- INSTRUCTIONS TO FOLLOW
Reproduce each of the following items verbatim, keeping every line, character, and coordinate unchanged.

- EXTRACTED RECORDS

>> begin

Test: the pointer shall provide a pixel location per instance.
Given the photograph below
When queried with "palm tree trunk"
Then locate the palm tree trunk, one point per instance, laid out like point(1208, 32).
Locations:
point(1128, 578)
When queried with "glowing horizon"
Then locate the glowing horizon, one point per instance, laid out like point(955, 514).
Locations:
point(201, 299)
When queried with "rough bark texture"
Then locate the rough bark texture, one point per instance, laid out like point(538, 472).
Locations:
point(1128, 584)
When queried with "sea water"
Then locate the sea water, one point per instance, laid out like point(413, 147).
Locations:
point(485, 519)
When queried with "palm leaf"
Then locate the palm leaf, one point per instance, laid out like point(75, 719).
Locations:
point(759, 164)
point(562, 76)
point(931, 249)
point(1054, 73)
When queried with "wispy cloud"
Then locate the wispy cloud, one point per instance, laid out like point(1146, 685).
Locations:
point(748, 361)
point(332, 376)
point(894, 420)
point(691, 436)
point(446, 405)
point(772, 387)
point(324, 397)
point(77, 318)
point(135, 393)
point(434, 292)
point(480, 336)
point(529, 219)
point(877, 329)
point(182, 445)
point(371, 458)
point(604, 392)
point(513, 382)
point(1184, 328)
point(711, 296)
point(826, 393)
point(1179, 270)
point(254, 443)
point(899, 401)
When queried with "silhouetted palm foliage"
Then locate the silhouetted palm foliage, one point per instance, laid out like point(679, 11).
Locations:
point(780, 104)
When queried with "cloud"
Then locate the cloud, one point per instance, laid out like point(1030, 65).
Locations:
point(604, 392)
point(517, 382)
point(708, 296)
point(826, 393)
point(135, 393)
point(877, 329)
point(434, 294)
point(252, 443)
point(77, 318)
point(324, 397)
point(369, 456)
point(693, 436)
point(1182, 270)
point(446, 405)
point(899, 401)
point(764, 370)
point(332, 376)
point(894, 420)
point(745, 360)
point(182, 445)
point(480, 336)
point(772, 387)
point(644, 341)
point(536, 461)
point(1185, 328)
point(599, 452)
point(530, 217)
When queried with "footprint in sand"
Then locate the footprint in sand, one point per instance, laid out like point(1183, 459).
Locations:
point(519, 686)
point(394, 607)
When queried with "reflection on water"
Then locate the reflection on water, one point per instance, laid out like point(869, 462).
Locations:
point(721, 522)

>> end

- FINISHED TASK
Test: the pointer shall provide a pixel location per instance.
Given the photograph below
When queried with "palm tree trunk"
Then locate the palm tree trunk, one point per instance, laid out like point(1208, 32).
Locations:
point(1128, 578)
When queried with "glowing horizon"
Then locate the glowing horizon, one point per instance, laid out like point(955, 514).
Locations:
point(201, 299)
When queried with "rough bark texture"
Then locate the rough bark texture, one point per instance, laid out like point(538, 472).
Locations:
point(1128, 584)
When queried with "sea water"
Then locate the sea water, one point per instance, laid out like point(413, 147).
Locations:
point(485, 519)
When queried with "palm leaf"
Then locate the palm leaf, one point per instance, laid out like point(75, 719).
Locations:
point(759, 164)
point(562, 76)
point(931, 249)
point(1054, 73)
When queried with "wispy cloud"
Then locate the wispy cloud, one point per instance, laid out like point(1146, 685).
Locations:
point(748, 361)
point(332, 376)
point(894, 420)
point(691, 436)
point(446, 405)
point(772, 387)
point(324, 397)
point(77, 318)
point(135, 393)
point(434, 292)
point(480, 336)
point(529, 219)
point(877, 329)
point(182, 445)
point(371, 458)
point(604, 392)
point(513, 382)
point(1184, 328)
point(711, 296)
point(826, 393)
point(1179, 270)
point(254, 443)
point(899, 401)
When queried with "silhouetted palm foliage"
Then locate the silhouetted palm foliage, one point per instance, laid out like point(679, 11).
Locations:
point(780, 104)
When queried with "cloud"
Then locate the cloud, one point per instance, laid out like point(1030, 65).
Locations:
point(604, 392)
point(517, 382)
point(708, 296)
point(826, 393)
point(135, 393)
point(877, 329)
point(434, 294)
point(252, 443)
point(77, 318)
point(324, 397)
point(369, 456)
point(693, 436)
point(1182, 270)
point(446, 405)
point(899, 401)
point(764, 370)
point(332, 376)
point(894, 420)
point(745, 360)
point(182, 445)
point(480, 336)
point(772, 387)
point(644, 341)
point(536, 461)
point(1185, 328)
point(599, 452)
point(530, 217)
When queried with "footprint in sand"
Then locate the footprint in sand, one point per instance, laid out like point(1183, 459).
Locations:
point(519, 686)
point(394, 607)
When queried with "reflection on water"
Then locate the reflection on water, one point per instance, laid out like point(869, 462).
Locations:
point(721, 522)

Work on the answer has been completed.